**Work to complete:** Reproduce the data below word for word, keeping every line unchanged.

+++++

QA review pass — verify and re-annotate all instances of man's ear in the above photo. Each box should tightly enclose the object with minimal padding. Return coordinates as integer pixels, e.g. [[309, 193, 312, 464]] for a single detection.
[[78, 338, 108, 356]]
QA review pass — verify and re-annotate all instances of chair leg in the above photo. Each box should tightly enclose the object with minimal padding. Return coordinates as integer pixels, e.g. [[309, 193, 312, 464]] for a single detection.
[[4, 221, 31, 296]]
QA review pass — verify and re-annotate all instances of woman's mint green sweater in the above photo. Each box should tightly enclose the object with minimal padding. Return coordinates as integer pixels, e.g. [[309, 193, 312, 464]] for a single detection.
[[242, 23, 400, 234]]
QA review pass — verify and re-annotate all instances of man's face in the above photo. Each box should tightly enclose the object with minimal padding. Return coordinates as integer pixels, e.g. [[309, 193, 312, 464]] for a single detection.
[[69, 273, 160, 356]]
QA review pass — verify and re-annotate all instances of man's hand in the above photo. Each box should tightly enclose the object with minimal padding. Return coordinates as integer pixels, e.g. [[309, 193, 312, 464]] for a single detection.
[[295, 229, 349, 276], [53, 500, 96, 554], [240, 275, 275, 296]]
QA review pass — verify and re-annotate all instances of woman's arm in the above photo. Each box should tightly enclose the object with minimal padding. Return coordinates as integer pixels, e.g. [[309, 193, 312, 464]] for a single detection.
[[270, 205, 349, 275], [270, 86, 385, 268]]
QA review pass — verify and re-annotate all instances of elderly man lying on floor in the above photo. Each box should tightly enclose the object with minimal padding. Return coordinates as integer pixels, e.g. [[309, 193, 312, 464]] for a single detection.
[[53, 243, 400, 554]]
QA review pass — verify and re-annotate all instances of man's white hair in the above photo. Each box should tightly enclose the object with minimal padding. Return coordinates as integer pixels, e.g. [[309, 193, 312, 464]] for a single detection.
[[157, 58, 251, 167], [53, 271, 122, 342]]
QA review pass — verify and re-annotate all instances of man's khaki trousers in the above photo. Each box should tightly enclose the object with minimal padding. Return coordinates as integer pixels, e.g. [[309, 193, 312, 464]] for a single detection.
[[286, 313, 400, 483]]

+++++

**Result for this exercise:**
QA review pass — verify and re-annotate all instances of man's ear in the above photo. Each box should tightly enclose the object with minimal padding. Return coordinates as integer pixels, e.g. [[309, 193, 312, 464]] for a single detection.
[[78, 338, 108, 356]]
QA review pass — verify and re-annotate all instances of chair leg in the above photo. Each box should tightly enclose the object with minimal padding. Return coordinates as integer pixels, e.g. [[309, 193, 312, 464]] for a single detection.
[[4, 221, 31, 296]]
QA review pass — verify and re-annotate all instances of woman's mint green sweater in the above photo. Each box should tightly enclose the object with minimal padding. Return coordinates as integer pixels, e.g. [[309, 193, 312, 464]] for a single detection.
[[242, 23, 400, 234]]
QA review pass — verify and re-annotate all instances of man's face in the above photo. Each box should tightly enclose the object with minimal padding. Return coordinates as integer pixels, e.g. [[309, 193, 312, 464]] for a single detection.
[[69, 273, 160, 356]]
QA review pass — verify and re-annotate all instances of man's hand in the above photo. Each box should tightly enclose the object with minimal padding. Return coordinates as integer pixels, e.g. [[309, 193, 312, 464]] for a single detection.
[[295, 229, 349, 276], [53, 500, 96, 554], [240, 275, 275, 296]]
QA review pass — verify and re-annotate all instances of woman's arm in the above photo. Each box should tightly enclose the object with minimal padding. Return coordinates as integer pixels, e.g. [[309, 193, 312, 464]] for a single detection.
[[270, 205, 349, 275], [270, 86, 385, 268]]
QA review pass — verify and re-annotate all instances of elderly man lying on floor in the above photo. Each box should tightly enclose the object with minimal padding. Return coordinates as integer pixels, e.g. [[309, 193, 312, 464]] for a single detection.
[[53, 243, 400, 554]]
QA review pass — verify and re-annotate all instances of man's white hair in the above photo. Each box should tightly enclose the object with minimal padding. Return coordinates as integer pixels, e.g. [[309, 193, 312, 464]] for a single detection.
[[157, 58, 251, 167], [53, 271, 122, 342]]
QA review pass — verify and re-annotate all instances of man's khaki trousers in the above photo. Each box should tightly enclose the object with minimal padding. Return coordinates as integer pixels, e.g. [[309, 193, 312, 464]] for a single detection.
[[286, 313, 400, 483]]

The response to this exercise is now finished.